- **Written problem**
Below are records; transcribe only the line with "trace: flower center" and those after it, through the last line, without any change.
START
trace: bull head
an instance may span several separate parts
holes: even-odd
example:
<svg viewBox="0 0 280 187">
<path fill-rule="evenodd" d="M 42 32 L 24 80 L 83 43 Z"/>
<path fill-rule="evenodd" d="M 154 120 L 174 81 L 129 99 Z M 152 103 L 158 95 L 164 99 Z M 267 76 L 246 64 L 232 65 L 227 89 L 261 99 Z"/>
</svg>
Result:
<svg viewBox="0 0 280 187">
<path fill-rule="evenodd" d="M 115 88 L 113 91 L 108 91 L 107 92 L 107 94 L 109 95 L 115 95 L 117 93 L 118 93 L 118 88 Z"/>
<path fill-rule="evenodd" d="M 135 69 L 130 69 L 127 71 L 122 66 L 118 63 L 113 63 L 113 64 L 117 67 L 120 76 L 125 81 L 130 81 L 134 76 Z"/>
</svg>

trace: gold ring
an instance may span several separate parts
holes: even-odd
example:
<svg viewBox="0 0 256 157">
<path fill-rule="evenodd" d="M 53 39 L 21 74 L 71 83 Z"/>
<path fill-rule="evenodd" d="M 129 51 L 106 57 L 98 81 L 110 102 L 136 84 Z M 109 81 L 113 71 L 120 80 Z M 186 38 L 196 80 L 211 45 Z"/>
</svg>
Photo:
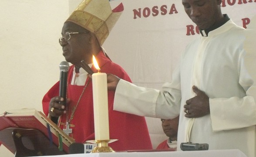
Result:
<svg viewBox="0 0 256 157">
<path fill-rule="evenodd" d="M 51 112 L 53 112 L 53 110 L 54 110 L 55 108 L 54 107 L 52 107 L 51 109 Z"/>
</svg>

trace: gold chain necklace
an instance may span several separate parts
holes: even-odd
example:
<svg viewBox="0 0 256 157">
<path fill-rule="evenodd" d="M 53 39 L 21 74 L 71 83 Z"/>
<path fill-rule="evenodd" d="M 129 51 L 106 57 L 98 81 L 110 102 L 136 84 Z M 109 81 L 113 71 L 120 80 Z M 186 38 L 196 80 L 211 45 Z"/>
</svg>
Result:
<svg viewBox="0 0 256 157">
<path fill-rule="evenodd" d="M 77 108 L 77 106 L 78 106 L 78 105 L 79 104 L 79 103 L 80 102 L 80 101 L 81 100 L 81 98 L 82 98 L 82 96 L 85 92 L 85 89 L 87 87 L 87 85 L 88 85 L 88 84 L 89 84 L 89 82 L 90 82 L 90 81 L 88 80 L 88 82 L 87 82 L 87 83 L 86 83 L 86 84 L 85 86 L 85 87 L 84 87 L 84 89 L 83 89 L 83 91 L 82 91 L 81 95 L 80 96 L 79 99 L 78 99 L 78 101 L 77 101 L 77 103 L 76 103 L 76 105 L 73 107 L 73 109 L 72 109 L 72 112 L 71 112 L 71 115 L 70 115 L 70 119 L 68 119 L 68 108 L 67 108 L 67 110 L 66 110 L 67 113 L 66 113 L 66 129 L 63 128 L 63 132 L 64 133 L 65 133 L 68 135 L 69 135 L 69 133 L 72 133 L 72 129 L 69 128 L 69 125 L 70 125 L 70 121 L 71 121 L 71 120 L 72 120 L 72 119 L 73 119 L 73 118 L 74 117 L 74 115 L 75 114 L 75 110 L 76 109 L 76 108 Z"/>
</svg>

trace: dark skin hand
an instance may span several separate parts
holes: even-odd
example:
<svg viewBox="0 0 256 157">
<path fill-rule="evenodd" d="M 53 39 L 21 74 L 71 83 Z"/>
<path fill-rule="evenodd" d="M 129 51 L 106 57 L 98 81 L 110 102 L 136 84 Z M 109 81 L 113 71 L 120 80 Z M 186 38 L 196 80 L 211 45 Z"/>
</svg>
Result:
<svg viewBox="0 0 256 157">
<path fill-rule="evenodd" d="M 58 103 L 59 102 L 63 102 L 64 100 L 63 98 L 59 96 L 55 96 L 51 99 L 49 105 L 49 114 L 51 116 L 59 116 L 66 113 L 66 111 L 64 110 L 65 106 Z M 69 102 L 69 99 L 68 99 L 66 101 L 66 104 L 68 104 Z M 51 111 L 52 107 L 55 108 L 53 112 Z"/>
<path fill-rule="evenodd" d="M 193 91 L 197 96 L 186 101 L 184 105 L 185 116 L 188 118 L 200 117 L 210 114 L 209 97 L 205 92 L 194 85 Z"/>
</svg>

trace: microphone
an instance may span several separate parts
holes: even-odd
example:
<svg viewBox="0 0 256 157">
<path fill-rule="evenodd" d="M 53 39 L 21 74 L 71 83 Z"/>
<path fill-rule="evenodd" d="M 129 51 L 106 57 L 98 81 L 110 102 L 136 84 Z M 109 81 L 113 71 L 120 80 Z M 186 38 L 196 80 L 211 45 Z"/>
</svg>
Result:
<svg viewBox="0 0 256 157">
<path fill-rule="evenodd" d="M 74 143 L 69 146 L 69 154 L 84 153 L 85 147 L 82 143 Z"/>
<path fill-rule="evenodd" d="M 68 79 L 68 71 L 69 68 L 69 65 L 66 61 L 62 61 L 60 63 L 60 88 L 59 96 L 64 98 L 64 101 L 59 102 L 60 104 L 66 105 L 66 97 L 67 95 L 67 80 Z"/>
</svg>

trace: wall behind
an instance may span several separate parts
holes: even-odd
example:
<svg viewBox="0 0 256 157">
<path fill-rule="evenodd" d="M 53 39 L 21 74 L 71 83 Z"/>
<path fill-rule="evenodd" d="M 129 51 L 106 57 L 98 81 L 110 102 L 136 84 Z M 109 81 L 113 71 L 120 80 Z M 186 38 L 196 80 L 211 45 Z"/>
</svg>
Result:
<svg viewBox="0 0 256 157">
<path fill-rule="evenodd" d="M 0 113 L 34 108 L 59 80 L 65 60 L 58 40 L 68 16 L 68 0 L 0 1 Z M 4 147 L 1 156 L 13 157 Z"/>
</svg>

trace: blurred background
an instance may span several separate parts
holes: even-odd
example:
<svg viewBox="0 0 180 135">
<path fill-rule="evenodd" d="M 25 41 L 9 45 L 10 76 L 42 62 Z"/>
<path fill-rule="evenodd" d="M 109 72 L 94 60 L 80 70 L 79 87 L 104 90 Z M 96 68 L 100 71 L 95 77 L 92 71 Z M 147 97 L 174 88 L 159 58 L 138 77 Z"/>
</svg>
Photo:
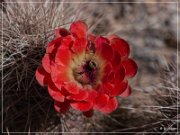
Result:
<svg viewBox="0 0 180 135">
<path fill-rule="evenodd" d="M 179 5 L 167 0 L 121 2 L 1 0 L 2 131 L 177 133 Z M 131 96 L 119 97 L 119 107 L 110 115 L 95 112 L 85 118 L 73 110 L 57 114 L 47 88 L 35 79 L 54 29 L 68 29 L 75 20 L 85 21 L 97 35 L 117 34 L 127 40 L 138 63 Z"/>
</svg>

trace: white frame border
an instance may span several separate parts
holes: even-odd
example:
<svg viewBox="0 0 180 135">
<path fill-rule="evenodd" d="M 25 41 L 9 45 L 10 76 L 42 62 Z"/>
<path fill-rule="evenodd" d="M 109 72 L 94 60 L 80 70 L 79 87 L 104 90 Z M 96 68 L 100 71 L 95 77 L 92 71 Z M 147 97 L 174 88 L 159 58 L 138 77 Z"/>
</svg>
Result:
<svg viewBox="0 0 180 135">
<path fill-rule="evenodd" d="M 31 2 L 31 1 L 29 1 L 29 2 L 2 2 L 2 7 L 3 7 L 3 4 L 4 3 L 94 3 L 94 4 L 100 4 L 100 3 L 104 3 L 104 4 L 108 4 L 108 3 L 117 3 L 117 4 L 119 4 L 119 3 L 160 3 L 160 4 L 163 4 L 163 3 L 166 3 L 166 4 L 170 4 L 170 3 L 175 3 L 176 4 L 176 6 L 177 6 L 177 107 L 178 107 L 178 102 L 179 102 L 179 97 L 178 97 L 178 93 L 179 93 L 179 90 L 178 90 L 178 82 L 179 82 L 179 80 L 178 80 L 178 74 L 179 74 L 179 64 L 178 64 L 178 62 L 179 62 L 179 52 L 178 52 L 178 50 L 179 50 L 179 46 L 178 46 L 178 39 L 179 39 L 179 33 L 178 33 L 178 30 L 179 30 L 179 26 L 178 26 L 178 22 L 179 22 L 179 17 L 178 17 L 178 6 L 179 6 L 179 2 L 178 1 L 176 1 L 176 2 L 169 2 L 169 1 L 167 1 L 167 2 L 144 2 L 144 1 L 142 1 L 142 2 L 140 2 L 140 1 L 137 1 L 137 2 L 114 2 L 114 1 L 112 1 L 112 2 L 95 2 L 95 1 L 93 1 L 93 2 L 78 2 L 78 1 L 70 1 L 70 2 Z M 3 54 L 3 10 L 2 10 L 2 54 Z M 126 133 L 130 133 L 130 134 L 132 134 L 132 133 L 142 133 L 142 134 L 145 134 L 145 133 L 153 133 L 153 134 L 156 134 L 156 133 L 163 133 L 163 132 L 4 132 L 3 131 L 3 55 L 2 55 L 2 80 L 1 80 L 1 84 L 2 84 L 2 86 L 1 86 L 1 89 L 2 89 L 2 97 L 1 97 L 1 100 L 2 100 L 2 105 L 1 105 L 1 107 L 2 107 L 2 133 L 7 133 L 7 134 L 10 134 L 10 133 L 18 133 L 18 134 L 24 134 L 24 133 L 53 133 L 53 134 L 58 134 L 58 133 L 64 133 L 64 134 L 68 134 L 68 133 L 74 133 L 74 134 L 76 134 L 76 133 L 111 133 L 111 134 L 116 134 L 116 133 L 124 133 L 124 134 L 126 134 Z M 177 123 L 179 123 L 179 117 L 178 117 L 178 114 L 179 114 L 179 110 L 177 109 Z M 177 132 L 170 132 L 170 133 L 179 133 L 179 125 L 177 124 Z"/>
</svg>

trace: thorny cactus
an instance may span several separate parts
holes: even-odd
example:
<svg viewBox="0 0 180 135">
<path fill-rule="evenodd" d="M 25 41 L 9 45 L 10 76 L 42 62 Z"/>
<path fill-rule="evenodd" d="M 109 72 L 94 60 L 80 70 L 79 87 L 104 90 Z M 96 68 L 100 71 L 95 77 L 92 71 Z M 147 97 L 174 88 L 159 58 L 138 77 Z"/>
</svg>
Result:
<svg viewBox="0 0 180 135">
<path fill-rule="evenodd" d="M 152 7 L 155 7 L 155 12 Z M 2 130 L 4 132 L 138 131 L 164 134 L 170 134 L 172 130 L 177 131 L 176 127 L 179 124 L 176 120 L 177 109 L 179 109 L 177 70 L 179 69 L 171 64 L 168 70 L 161 73 L 162 80 L 157 79 L 159 75 L 157 68 L 161 69 L 160 67 L 164 66 L 162 64 L 164 60 L 159 60 L 161 57 L 157 57 L 164 54 L 158 49 L 169 45 L 174 47 L 176 43 L 171 29 L 172 25 L 174 26 L 171 18 L 174 10 L 169 7 L 132 3 L 119 6 L 118 4 L 100 6 L 71 3 L 1 3 L 0 10 L 3 13 L 1 16 L 3 21 L 0 22 L 1 26 L 3 25 L 1 31 L 1 37 L 3 34 L 1 52 L 3 53 L 0 53 L 3 58 L 0 67 L 3 77 Z M 146 8 L 149 11 L 145 10 Z M 103 16 L 105 9 L 109 9 L 108 12 L 112 14 Z M 158 11 L 162 9 L 162 12 L 167 11 L 170 15 L 167 14 L 164 17 L 159 11 L 152 17 L 153 19 L 145 17 L 145 23 L 139 22 L 138 18 L 142 20 L 146 16 L 144 13 L 157 13 L 157 9 Z M 159 18 L 163 24 L 157 23 Z M 125 35 L 124 37 L 129 36 L 130 42 L 134 44 L 132 48 L 135 49 L 134 57 L 141 65 L 137 81 L 132 82 L 132 85 L 136 87 L 133 87 L 129 100 L 119 99 L 122 105 L 111 115 L 95 112 L 93 118 L 87 119 L 73 110 L 67 115 L 59 115 L 54 111 L 53 102 L 47 91 L 35 80 L 35 70 L 40 65 L 45 46 L 54 38 L 54 29 L 68 26 L 72 21 L 79 19 L 87 21 L 91 26 L 91 31 L 105 34 L 117 32 L 122 36 Z M 155 27 L 151 29 L 154 21 L 157 21 L 157 26 L 154 25 Z M 166 34 L 160 33 L 168 31 L 173 33 L 170 37 L 168 36 L 168 39 L 173 41 L 168 40 L 167 43 Z M 175 50 L 167 48 L 166 51 L 170 52 L 167 53 L 168 56 L 170 55 L 168 58 L 174 61 L 175 59 L 171 57 L 174 57 Z M 151 86 L 152 81 L 157 85 Z M 150 86 L 146 85 L 147 82 Z"/>
</svg>

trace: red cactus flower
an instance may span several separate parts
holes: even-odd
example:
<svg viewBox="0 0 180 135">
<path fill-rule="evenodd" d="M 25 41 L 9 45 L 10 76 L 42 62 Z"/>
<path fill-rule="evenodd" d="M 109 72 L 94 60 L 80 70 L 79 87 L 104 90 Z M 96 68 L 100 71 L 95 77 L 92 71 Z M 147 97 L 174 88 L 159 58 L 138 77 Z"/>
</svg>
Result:
<svg viewBox="0 0 180 135">
<path fill-rule="evenodd" d="M 131 93 L 128 79 L 135 76 L 137 65 L 128 57 L 128 43 L 115 35 L 94 36 L 87 30 L 81 21 L 72 23 L 69 31 L 57 29 L 36 71 L 36 79 L 48 87 L 60 113 L 70 107 L 87 117 L 94 109 L 111 113 L 118 106 L 116 97 Z"/>
</svg>

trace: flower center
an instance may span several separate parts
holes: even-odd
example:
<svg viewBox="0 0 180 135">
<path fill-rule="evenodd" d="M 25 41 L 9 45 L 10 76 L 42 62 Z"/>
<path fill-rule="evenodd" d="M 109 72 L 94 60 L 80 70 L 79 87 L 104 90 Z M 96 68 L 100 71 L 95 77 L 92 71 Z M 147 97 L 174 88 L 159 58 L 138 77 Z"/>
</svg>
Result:
<svg viewBox="0 0 180 135">
<path fill-rule="evenodd" d="M 74 55 L 70 69 L 72 79 L 78 84 L 83 87 L 96 88 L 104 75 L 104 61 L 95 53 L 85 51 Z"/>
<path fill-rule="evenodd" d="M 95 85 L 97 81 L 98 67 L 93 60 L 87 60 L 74 68 L 74 78 L 82 85 Z"/>
</svg>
END
- **Problem solution**
trace: flower center
an instance may span several separate parts
holes: even-odd
example:
<svg viewBox="0 0 180 135">
<path fill-rule="evenodd" d="M 25 41 L 9 45 L 10 76 L 42 62 Z"/>
<path fill-rule="evenodd" d="M 109 72 L 94 60 L 80 70 L 79 87 L 104 90 Z M 96 68 L 100 71 L 95 77 L 92 71 Z M 147 97 L 174 88 L 159 58 L 138 77 Z"/>
</svg>
Result:
<svg viewBox="0 0 180 135">
<path fill-rule="evenodd" d="M 74 55 L 70 69 L 72 79 L 78 84 L 83 87 L 96 88 L 104 75 L 104 61 L 95 53 L 85 51 Z"/>
<path fill-rule="evenodd" d="M 95 85 L 97 81 L 98 67 L 93 60 L 87 60 L 74 68 L 74 78 L 82 85 Z"/>
</svg>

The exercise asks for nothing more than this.